**EXERCISE INSTRUCTIONS:** Give back the rows word for word, from the very start through the line that holds "User query: red stool", with both ends included.

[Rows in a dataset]

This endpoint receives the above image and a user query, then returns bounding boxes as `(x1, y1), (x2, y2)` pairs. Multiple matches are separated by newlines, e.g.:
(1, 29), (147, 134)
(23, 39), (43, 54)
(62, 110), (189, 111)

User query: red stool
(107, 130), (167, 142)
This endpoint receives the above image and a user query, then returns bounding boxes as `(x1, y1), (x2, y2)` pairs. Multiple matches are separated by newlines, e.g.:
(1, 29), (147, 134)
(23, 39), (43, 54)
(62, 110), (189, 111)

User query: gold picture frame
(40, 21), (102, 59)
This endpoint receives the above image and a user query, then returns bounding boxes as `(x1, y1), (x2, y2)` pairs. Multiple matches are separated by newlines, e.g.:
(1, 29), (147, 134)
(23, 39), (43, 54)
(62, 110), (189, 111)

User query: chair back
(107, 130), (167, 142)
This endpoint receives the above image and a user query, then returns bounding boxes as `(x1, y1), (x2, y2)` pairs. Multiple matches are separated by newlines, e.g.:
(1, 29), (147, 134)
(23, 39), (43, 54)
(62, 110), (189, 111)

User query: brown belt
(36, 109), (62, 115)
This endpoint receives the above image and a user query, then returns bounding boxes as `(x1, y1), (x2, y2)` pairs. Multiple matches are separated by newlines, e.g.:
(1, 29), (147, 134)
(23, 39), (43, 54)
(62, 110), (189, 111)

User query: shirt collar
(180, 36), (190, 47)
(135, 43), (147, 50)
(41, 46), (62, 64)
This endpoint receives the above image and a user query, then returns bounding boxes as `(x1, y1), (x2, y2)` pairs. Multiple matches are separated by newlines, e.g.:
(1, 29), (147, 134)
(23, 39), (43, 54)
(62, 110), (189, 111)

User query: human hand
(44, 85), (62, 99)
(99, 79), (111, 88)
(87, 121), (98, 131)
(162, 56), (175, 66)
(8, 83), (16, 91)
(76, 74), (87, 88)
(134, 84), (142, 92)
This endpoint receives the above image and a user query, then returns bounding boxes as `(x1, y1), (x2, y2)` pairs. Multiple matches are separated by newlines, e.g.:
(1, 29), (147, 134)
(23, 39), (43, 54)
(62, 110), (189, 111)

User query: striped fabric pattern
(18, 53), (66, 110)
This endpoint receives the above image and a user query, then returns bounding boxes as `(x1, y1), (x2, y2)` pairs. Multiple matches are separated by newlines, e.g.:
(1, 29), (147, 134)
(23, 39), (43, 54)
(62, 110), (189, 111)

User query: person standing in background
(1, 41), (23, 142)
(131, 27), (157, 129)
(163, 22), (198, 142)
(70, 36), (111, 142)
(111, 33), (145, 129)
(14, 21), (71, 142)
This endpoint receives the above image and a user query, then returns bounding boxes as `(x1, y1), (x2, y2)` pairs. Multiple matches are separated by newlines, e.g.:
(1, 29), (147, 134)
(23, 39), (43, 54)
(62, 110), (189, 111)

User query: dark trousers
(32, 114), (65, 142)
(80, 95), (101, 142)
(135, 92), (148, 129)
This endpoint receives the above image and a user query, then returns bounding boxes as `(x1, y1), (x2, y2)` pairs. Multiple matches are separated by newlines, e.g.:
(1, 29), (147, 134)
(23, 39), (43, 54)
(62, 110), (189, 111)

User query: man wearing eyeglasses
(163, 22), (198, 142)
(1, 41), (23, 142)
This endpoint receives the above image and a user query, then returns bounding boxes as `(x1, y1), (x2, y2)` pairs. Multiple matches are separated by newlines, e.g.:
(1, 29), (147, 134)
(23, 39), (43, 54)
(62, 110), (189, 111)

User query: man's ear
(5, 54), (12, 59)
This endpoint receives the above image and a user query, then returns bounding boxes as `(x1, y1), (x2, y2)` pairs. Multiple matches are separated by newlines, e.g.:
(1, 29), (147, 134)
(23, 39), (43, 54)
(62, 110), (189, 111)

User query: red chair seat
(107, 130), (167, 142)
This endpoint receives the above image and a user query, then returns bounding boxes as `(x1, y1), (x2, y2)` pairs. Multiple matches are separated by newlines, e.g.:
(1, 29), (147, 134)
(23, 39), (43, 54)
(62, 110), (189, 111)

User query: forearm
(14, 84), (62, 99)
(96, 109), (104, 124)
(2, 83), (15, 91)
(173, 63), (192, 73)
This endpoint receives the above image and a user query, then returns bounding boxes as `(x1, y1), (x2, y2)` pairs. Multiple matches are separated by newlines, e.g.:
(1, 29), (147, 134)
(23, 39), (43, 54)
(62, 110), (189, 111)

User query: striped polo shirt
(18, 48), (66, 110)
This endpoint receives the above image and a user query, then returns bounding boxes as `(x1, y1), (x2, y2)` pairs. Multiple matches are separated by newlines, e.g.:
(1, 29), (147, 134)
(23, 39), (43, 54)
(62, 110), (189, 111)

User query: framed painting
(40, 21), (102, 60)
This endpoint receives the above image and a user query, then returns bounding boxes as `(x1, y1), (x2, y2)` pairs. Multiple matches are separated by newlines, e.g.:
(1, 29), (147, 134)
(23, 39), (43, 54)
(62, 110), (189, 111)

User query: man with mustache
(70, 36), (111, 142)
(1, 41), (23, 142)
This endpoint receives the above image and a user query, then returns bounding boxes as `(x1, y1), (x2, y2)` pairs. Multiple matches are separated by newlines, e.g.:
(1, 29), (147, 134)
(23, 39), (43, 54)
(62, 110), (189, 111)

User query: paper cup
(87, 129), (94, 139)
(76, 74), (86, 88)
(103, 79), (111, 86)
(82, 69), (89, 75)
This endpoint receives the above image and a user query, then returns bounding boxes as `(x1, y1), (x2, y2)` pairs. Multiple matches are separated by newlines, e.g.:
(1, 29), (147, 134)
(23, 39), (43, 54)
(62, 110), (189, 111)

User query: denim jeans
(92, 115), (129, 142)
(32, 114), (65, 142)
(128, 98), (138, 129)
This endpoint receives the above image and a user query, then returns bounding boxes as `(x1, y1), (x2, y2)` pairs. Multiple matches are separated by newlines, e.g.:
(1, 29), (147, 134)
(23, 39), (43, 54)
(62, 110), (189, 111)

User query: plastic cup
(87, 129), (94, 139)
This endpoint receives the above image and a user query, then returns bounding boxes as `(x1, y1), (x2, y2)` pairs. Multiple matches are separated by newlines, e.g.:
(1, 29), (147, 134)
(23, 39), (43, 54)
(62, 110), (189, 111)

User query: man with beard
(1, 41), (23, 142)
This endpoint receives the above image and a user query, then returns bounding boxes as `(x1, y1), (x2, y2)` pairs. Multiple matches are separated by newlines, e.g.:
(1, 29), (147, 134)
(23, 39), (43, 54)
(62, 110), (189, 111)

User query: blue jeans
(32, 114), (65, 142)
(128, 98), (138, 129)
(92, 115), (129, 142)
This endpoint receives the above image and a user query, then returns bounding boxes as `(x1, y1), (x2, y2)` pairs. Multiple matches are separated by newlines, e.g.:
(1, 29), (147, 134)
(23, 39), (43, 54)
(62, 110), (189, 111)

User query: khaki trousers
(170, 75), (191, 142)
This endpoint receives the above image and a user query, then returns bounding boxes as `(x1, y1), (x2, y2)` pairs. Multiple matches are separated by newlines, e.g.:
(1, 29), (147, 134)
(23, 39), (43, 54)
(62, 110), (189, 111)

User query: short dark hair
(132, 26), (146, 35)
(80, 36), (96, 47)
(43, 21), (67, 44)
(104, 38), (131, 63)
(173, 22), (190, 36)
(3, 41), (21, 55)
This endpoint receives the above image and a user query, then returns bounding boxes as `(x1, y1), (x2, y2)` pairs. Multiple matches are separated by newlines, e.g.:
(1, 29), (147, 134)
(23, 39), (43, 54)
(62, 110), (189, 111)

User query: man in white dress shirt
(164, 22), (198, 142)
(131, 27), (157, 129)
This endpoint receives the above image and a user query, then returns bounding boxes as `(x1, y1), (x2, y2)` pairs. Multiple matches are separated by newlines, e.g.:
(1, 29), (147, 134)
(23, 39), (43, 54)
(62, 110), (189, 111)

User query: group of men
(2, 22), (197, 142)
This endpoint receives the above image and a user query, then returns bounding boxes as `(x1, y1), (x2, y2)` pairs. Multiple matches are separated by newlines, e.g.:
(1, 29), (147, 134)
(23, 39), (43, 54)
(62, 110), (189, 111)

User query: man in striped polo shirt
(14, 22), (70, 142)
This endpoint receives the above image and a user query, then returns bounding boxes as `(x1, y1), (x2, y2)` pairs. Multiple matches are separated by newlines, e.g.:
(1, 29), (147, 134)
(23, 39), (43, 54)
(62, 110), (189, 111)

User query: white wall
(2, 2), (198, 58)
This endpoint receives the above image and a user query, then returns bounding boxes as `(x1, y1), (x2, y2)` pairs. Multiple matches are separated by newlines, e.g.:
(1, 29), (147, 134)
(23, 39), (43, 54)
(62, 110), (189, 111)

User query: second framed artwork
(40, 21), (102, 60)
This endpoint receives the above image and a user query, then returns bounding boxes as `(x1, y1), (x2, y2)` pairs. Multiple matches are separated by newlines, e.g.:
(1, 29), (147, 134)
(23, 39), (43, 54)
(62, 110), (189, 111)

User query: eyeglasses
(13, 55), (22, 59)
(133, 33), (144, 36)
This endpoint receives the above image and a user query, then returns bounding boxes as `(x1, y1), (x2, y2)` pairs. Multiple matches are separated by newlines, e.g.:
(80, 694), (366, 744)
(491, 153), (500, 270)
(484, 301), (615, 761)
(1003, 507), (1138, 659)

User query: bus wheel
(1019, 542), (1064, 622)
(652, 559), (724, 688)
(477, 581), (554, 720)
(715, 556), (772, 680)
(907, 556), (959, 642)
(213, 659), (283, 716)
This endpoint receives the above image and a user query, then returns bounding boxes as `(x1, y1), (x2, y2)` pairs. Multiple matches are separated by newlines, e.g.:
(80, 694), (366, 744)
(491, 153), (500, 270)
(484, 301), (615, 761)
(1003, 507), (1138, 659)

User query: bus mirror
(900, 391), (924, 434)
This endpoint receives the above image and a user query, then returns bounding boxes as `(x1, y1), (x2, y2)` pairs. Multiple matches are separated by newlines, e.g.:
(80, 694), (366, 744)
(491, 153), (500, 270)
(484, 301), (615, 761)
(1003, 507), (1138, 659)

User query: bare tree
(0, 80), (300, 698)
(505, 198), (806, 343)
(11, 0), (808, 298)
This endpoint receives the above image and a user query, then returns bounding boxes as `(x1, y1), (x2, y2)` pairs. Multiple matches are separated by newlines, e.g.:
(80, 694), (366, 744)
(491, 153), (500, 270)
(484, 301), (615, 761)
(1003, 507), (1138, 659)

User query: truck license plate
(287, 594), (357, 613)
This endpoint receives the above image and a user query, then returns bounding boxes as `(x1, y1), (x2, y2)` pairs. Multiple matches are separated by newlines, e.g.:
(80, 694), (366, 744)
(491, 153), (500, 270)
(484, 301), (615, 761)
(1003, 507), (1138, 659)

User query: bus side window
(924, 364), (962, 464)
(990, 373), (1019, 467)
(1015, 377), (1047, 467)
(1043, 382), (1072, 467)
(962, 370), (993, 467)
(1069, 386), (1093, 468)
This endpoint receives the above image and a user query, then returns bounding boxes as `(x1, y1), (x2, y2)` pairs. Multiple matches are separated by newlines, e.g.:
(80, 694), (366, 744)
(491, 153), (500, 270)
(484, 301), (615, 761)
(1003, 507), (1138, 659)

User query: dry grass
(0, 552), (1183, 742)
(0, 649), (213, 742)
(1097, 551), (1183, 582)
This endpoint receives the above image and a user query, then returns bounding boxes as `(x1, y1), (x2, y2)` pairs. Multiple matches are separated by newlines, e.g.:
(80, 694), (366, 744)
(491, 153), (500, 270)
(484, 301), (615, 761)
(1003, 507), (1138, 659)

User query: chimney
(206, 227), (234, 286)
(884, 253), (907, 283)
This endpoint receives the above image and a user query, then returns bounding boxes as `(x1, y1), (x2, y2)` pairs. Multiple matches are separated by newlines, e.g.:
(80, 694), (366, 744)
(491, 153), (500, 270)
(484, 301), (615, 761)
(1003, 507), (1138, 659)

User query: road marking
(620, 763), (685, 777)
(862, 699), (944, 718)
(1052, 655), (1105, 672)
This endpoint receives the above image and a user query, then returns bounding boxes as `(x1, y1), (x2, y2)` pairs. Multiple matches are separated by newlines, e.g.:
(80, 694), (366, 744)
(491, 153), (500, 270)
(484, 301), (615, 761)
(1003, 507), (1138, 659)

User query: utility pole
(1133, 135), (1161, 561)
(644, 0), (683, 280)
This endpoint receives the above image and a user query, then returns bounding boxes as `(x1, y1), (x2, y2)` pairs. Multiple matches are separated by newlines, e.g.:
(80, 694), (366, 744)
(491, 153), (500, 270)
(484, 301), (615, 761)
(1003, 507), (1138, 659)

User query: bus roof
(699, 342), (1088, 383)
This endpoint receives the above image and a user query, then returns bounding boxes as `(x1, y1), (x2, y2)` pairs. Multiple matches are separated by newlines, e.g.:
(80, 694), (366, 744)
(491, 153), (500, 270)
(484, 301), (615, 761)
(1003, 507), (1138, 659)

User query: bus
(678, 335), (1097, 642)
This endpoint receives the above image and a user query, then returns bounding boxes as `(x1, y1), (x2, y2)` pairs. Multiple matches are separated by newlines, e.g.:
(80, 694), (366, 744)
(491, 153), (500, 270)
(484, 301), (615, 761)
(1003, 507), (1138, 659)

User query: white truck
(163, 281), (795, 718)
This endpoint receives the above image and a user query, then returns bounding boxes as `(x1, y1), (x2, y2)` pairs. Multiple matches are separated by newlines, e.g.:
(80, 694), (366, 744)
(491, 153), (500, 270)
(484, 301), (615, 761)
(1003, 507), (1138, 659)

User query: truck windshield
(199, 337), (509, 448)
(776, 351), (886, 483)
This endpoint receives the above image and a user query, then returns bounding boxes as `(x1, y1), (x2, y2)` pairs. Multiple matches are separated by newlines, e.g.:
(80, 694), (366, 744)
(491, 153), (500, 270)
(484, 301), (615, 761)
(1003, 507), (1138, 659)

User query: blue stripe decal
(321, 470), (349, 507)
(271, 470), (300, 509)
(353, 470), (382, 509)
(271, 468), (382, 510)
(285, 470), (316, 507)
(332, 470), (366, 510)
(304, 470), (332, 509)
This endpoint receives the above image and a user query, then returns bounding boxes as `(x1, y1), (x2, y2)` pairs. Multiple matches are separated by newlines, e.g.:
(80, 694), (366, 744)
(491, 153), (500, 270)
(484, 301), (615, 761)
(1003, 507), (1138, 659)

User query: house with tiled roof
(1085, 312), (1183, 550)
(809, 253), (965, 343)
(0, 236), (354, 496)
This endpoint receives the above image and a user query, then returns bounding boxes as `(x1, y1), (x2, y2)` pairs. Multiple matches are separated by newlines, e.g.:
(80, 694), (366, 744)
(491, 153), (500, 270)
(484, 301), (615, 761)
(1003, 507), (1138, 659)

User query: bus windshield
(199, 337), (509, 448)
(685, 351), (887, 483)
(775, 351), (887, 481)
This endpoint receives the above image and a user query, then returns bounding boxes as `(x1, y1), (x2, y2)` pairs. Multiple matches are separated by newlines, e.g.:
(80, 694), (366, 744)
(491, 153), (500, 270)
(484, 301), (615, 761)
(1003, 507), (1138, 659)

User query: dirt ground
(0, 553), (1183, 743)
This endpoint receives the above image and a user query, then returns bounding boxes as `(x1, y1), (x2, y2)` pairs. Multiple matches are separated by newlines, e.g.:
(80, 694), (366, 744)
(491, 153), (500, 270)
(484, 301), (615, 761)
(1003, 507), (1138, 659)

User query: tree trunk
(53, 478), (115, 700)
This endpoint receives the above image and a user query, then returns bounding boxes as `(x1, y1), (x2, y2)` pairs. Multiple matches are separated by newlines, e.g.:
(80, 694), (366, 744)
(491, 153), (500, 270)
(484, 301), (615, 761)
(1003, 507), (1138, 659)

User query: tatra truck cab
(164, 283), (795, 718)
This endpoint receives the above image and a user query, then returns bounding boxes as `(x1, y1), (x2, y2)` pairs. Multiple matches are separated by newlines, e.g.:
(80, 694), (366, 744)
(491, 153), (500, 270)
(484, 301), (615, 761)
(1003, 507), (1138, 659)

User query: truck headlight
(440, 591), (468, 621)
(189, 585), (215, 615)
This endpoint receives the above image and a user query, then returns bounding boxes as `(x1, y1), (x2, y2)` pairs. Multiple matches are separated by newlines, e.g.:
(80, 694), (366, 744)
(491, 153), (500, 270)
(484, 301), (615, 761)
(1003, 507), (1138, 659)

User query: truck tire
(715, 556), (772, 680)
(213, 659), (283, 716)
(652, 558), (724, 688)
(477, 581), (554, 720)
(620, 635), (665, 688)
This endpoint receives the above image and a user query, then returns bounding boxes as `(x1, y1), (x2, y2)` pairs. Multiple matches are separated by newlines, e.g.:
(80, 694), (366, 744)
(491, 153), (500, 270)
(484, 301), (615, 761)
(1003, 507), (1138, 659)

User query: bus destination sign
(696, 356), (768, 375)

**FINISHED EXERCISE:**
This endpoint receives the above image and a user query, then returns bounding boxes as `(x1, y1), (x2, y2)` pairs. Multiple matches are separated by newlines, e.g.:
(1, 29), (147, 134)
(23, 39), (43, 54)
(62, 110), (189, 111)

User query: red stool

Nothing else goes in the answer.